**Problem to solve:**
Render every line of the records below as a Markdown table with two columns, "Row" for the row number and "Line" for the line itself, skipping blank lines. Leave the pictures out of your answer.

-----

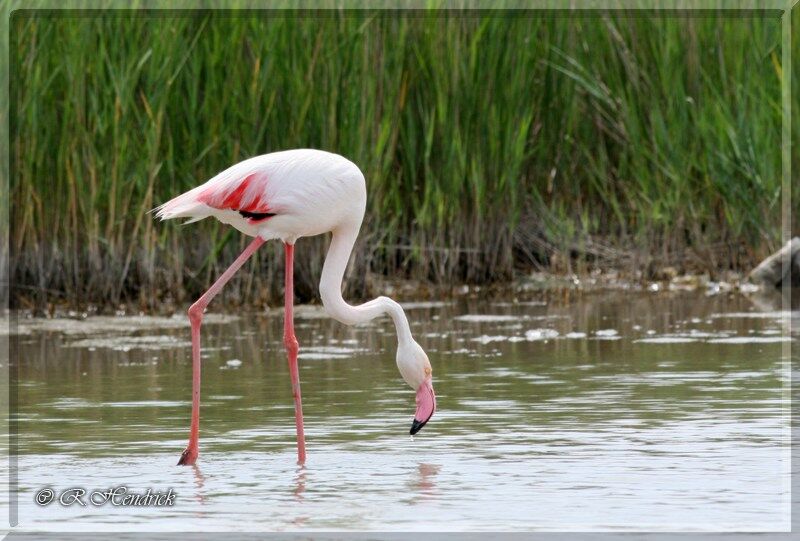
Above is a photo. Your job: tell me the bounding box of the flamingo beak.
[410,378,436,436]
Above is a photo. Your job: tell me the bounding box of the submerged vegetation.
[10,12,800,308]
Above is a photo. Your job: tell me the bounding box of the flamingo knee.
[188,301,206,326]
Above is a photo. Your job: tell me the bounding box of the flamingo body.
[156,149,367,243]
[155,149,436,464]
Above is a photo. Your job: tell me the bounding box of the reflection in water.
[294,464,306,502]
[412,462,442,500]
[191,464,206,505]
[10,292,800,531]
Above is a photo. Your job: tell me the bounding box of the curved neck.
[319,224,413,342]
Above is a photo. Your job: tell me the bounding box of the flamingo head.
[397,339,436,436]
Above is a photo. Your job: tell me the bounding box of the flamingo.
[154,149,436,465]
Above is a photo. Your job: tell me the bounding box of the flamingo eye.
[239,210,275,222]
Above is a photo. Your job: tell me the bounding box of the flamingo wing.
[154,160,275,223]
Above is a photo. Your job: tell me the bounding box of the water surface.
[13,292,798,531]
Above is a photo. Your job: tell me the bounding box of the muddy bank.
[7,267,800,318]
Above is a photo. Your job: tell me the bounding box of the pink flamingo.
[155,149,436,465]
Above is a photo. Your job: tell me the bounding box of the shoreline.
[7,268,800,319]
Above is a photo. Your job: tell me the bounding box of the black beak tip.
[410,419,428,436]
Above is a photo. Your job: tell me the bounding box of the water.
[6,292,800,532]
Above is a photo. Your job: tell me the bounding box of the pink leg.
[283,243,306,464]
[178,237,264,466]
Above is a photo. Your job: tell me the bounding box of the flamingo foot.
[178,447,199,466]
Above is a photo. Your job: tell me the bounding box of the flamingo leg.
[178,237,264,466]
[283,243,306,464]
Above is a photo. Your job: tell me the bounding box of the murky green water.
[9,293,798,531]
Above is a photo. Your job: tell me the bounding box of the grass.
[11,12,800,309]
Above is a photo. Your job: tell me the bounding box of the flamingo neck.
[319,224,413,343]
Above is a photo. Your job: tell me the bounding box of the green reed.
[11,12,788,309]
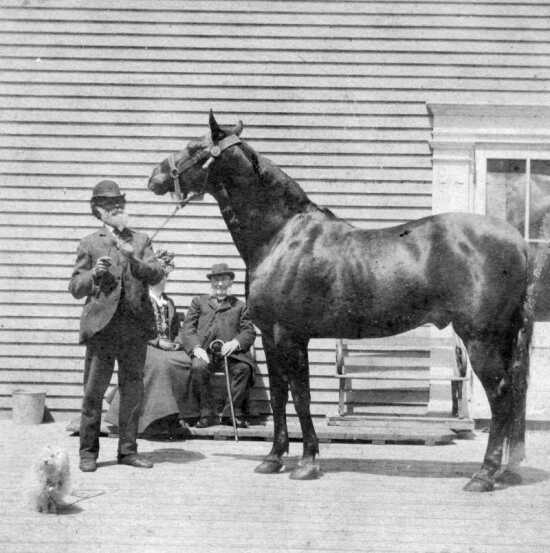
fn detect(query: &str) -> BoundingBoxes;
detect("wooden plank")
[4,44,548,66]
[0,8,550,29]
[3,29,550,54]
[5,58,550,80]
[6,69,550,91]
[2,0,550,17]
[2,83,550,104]
[0,177,431,196]
[0,189,431,208]
[0,110,434,132]
[2,135,436,156]
[3,122,430,141]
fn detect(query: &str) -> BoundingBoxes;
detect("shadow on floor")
[140,447,204,464]
[215,453,550,485]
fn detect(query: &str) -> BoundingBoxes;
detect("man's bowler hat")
[206,263,235,280]
[92,180,124,199]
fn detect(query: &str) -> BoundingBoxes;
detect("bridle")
[151,134,245,240]
[167,134,241,205]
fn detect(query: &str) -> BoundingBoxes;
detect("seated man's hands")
[221,338,241,357]
[92,256,112,281]
[193,346,210,363]
[115,236,135,259]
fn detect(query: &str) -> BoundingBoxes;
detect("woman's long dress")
[105,294,200,434]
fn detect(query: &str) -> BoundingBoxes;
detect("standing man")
[69,180,163,472]
[179,263,256,428]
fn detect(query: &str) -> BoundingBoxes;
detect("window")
[485,158,550,240]
[476,150,550,321]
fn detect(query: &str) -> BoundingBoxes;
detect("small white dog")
[26,446,71,513]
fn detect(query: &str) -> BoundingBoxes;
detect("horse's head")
[151,111,243,201]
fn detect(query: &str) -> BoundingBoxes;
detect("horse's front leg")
[289,342,321,480]
[255,331,288,474]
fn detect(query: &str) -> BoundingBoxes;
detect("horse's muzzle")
[147,173,166,194]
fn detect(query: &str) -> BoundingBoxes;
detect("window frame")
[473,144,550,244]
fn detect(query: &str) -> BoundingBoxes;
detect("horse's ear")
[233,119,243,136]
[208,110,225,142]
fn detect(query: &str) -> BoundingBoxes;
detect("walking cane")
[223,355,239,442]
[208,340,239,442]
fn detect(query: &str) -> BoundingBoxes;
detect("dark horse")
[148,113,533,491]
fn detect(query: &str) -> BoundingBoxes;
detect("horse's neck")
[214,154,319,265]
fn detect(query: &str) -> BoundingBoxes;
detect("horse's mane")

-----

**The completed task:**
| Row | Line |
|---|---|
| 1 | Above is a photo. Your job: tell me the bounding box of the flamingo beak. |
| 2 | [410,378,436,436] |
| 3 | Above is a photo. Your job: tell me the bounding box of the submerged vegetation. |
| 4 | [10,12,800,308] |
| 5 | Above is a photo. Your job: tell me the bounding box of the flamingo knee. |
| 6 | [188,301,206,326] |
| 7 | Above is a photo. Your job: tell me the bounding box of the flamingo body. |
| 8 | [156,149,367,243] |
| 9 | [155,149,436,464] |
| 10 | Above is a photo. Your job: tell me the bounding box of the reflection in water. |
| 11 | [294,464,306,502] |
| 12 | [412,462,442,500] |
| 13 | [191,464,206,505] |
| 14 | [10,292,800,531] |
| 15 | Above is a photo. Your job: tell me the bounding box of the curved neck. |
| 16 | [319,224,413,342] |
| 17 | Above is a photo. Your job: tell me the bounding box of the flamingo head. |
| 18 | [397,339,436,436] |
| 19 | Above is a photo. Your job: tell me the bounding box of the flamingo. |
| 20 | [154,149,436,465] |
| 21 | Above is a photo. Your job: tell me the bounding box of the flamingo eye. |
| 22 | [239,210,275,222] |
| 23 | Above is a photo. Your job: tell me the bounding box of the flamingo wing. |
| 24 | [154,160,275,223] |
| 25 | Above is a photo. Your job: tell me the bounding box of the water surface. |
| 26 | [13,292,798,531] |
| 27 | Above is a photo. Your job: tell me the bounding box of the muddy bank. |
| 28 | [7,267,800,318] |
| 29 | Above is a photo. Your job: tell me the bounding box of the pink flamingo. |
| 30 | [155,149,436,465] |
| 31 | Above is a photo. Your job: tell me the bounding box of the shoreline. |
| 32 | [7,268,800,319] |
| 33 | Above is a photo. Your job: tell me the bounding box of the black beak tip. |
| 34 | [410,419,428,436] |
| 35 | Above is a photo. Your job: tell me the bounding box of the water. |
| 36 | [6,292,800,532] |
| 37 | Above is a photo. Your job: tell me the bounding box of the pink leg. |
| 38 | [283,243,306,464] |
| 39 | [178,237,264,466] |
| 40 | Above is a photo. Your job: tell me the bounding box of the flamingo foot. |
| 41 | [178,447,199,466] |
| 42 | Above is a photo. Your job: tell me the bounding box of the flamingo leg. |
| 43 | [178,237,264,466] |
| 44 | [283,243,306,464] |
| 45 | Above is a photo. Your job: tell me the bounding box of the murky green water. |
| 46 | [9,293,798,531] |
| 47 | Above is a photo. Your job: tell me the bounding box of the grass. |
| 48 | [11,12,800,309] |
| 49 | Above is a photo. Your job: tell me the bounding box of the flamingo neck. |
| 50 | [319,224,413,343] |
| 51 | Above is a photo. Your job: tell me the bounding box of the green reed. |
| 52 | [11,12,788,309] |
| 53 | fn detect(query: &str) -> BoundingBoxes; |
| 54 | detect("wooden plank") |
| 55 | [4,44,548,66] |
| 56 | [0,8,550,29] |
| 57 | [3,29,550,54] |
| 58 | [5,58,550,80] |
| 59 | [6,69,550,91] |
| 60 | [2,0,550,17] |
| 61 | [2,83,550,104] |
| 62 | [0,177,431,196] |
| 63 | [0,189,431,208] |
| 64 | [0,110,434,132] |
| 65 | [2,135,436,156] |
| 66 | [3,122,430,141] |
| 67 | fn detect(query: &str) -> BoundingBoxes; |
| 68 | detect("shadow on floor") |
| 69 | [140,447,204,464] |
| 70 | [215,453,550,485] |
| 71 | fn detect(query: &str) -> BoundingBoxes; |
| 72 | detect("man's bowler hat") |
| 73 | [206,263,235,280] |
| 74 | [92,180,124,199] |
| 75 | fn detect(query: &str) -> BoundingBoxes; |
| 76 | detect("bridle") |
| 77 | [151,134,245,240] |
| 78 | [167,134,241,205] |
| 79 | fn detect(query: &str) -> BoundingBoxes; |
| 80 | detect("seated man's hands") |
| 81 | [221,338,241,357] |
| 82 | [92,256,112,281] |
| 83 | [193,346,210,363] |
| 84 | [115,236,135,259] |
| 85 | fn detect(query: &str) -> BoundingBoxes; |
| 86 | detect("woman's long dress") |
| 87 | [105,294,200,434] |
| 88 | fn detect(query: &str) -> BoundingBoxes; |
| 89 | detect("standing man") |
| 90 | [69,180,163,472] |
| 91 | [179,263,256,428] |
| 92 | fn detect(query: &str) -> BoundingBoxes; |
| 93 | detect("window") |
| 94 | [485,158,550,240] |
| 95 | [476,150,550,321] |
| 96 | fn detect(query: &str) -> BoundingBoxes; |
| 97 | detect("small white dog") |
| 98 | [26,446,71,513] |
| 99 | fn detect(query: &str) -> BoundingBoxes; |
| 100 | detect("horse's head") |
| 101 | [151,111,243,201] |
| 102 | fn detect(query: &str) -> BoundingBoxes; |
| 103 | detect("horse's front leg") |
| 104 | [289,342,321,480] |
| 105 | [255,331,288,474] |
| 106 | fn detect(query: &str) -> BoundingBoxes; |
| 107 | detect("horse's muzzle") |
| 108 | [147,173,166,194] |
| 109 | fn detect(query: &str) -> BoundingBoxes; |
| 110 | detect("window frame") |
| 111 | [473,144,550,244] |
| 112 | fn detect(query: &str) -> BoundingBoxes; |
| 113 | detect("horse's ear") |
| 114 | [233,119,243,136] |
| 115 | [208,110,225,142] |
| 116 | fn detect(query: &str) -> BoundingBoxes; |
| 117 | detect("walking cane") |
| 118 | [223,355,239,442] |
| 119 | [208,340,239,442] |
| 120 | fn detect(query: &str) -> BoundingBoxes; |
| 121 | detect("dark horse") |
| 122 | [148,113,533,491] |
| 123 | fn detect(query: &str) -> BoundingBoxes; |
| 124 | detect("horse's neck") |
| 125 | [214,154,319,265] |
| 126 | fn detect(query: &str) -> BoundingBoxes; |
| 127 | detect("horse's mane") |